Excerpt:
····················
# New Copperhead Road



## wvdawg (May 2, 2021)

My son and I walked up on these guys on a logging trail Friday while hunting.


----------



## Ruger#3 (May 2, 2021)

Dang, look how well they blend into the leaf litter.
Glad yall spotted them.


----------



## Redbow (May 2, 2021)

Yep, and I think they might be making little Copperheads. A novice in the woods most likely would have never seen those Snakes and stepped right on or very near them. It kinda takes a trained eye to the forest and fields to spot them and they know how to camouflage with the terrain.


----------



## Nicodemus (May 2, 2021)

Two pretty colored up snakes.


----------



## pjciii (May 2, 2021)

Looks to me they didn't want to be bothered. I think they was having a snake version of a good time.


----------



## Mexican Squealer (May 2, 2021)

Very cool to see those two color phases together.


----------



## wvdawg (May 2, 2021)

Nudged them with the end of my shotgun barrel a few times and they were very slow to move away!


----------



## Silver Britches (May 3, 2021)

Good pics. Glad you saw them before getting too close to them. I watched 2 rat snakes in my yard a few days ago, wrapping around one another. They paid me no mind.


----------



## TJay (May 4, 2021)

Yeah that would be a really bad day to get popped by two copperheads!


----------



## Thunder Head (May 4, 2021)

Man the tan patches on the lighter one. Match the color of some of those leaves perfectly.


----------



## longrangedog (May 4, 2021)
····················
Task a:
In the copperhead thread, what did wvdawg use to nudge the snakes?

Data provided:
····················
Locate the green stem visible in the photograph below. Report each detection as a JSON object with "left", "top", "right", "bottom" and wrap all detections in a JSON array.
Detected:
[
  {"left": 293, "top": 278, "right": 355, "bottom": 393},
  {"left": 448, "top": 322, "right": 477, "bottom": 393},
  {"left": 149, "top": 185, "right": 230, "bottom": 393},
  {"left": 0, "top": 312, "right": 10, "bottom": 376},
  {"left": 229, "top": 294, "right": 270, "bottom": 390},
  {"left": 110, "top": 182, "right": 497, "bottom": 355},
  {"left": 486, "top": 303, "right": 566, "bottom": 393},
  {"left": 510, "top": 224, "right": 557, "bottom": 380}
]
····················
Task b:
Please recast every line of the records as a numbered list, omitting any blank lines.

Solution a:
The end of a shotgun barrel.

Solution b:
1. Locate the green stem visible in the photograph below. Report each detection as a JSON object with "left", "top", "right", "bottom" and wrap all detections in a JSON array.
2. Detected:
3. [
4.   {"left": 293, "top": 278, "right": 355, "bottom": 393},
5.   {"left": 448, "top": 322, "right": 477, "bottom": 393},
6.   {"left": 149, "top": 185, "right": 230, "bottom": 393},
7.   {"left": 0, "top": 312, "right": 10, "bottom": 376},
8.   {"left": 229, "top": 294, "right": 270, "bottom": 390},
9.   {"left": 110, "top": 182, "right": 497, "bottom": 355},
10.   {"left": 486, "top": 303, "right": 566, "bottom": 393},
11.   {"left": 510, "top": 224, "right": 557, "bottom": 380}
12. ]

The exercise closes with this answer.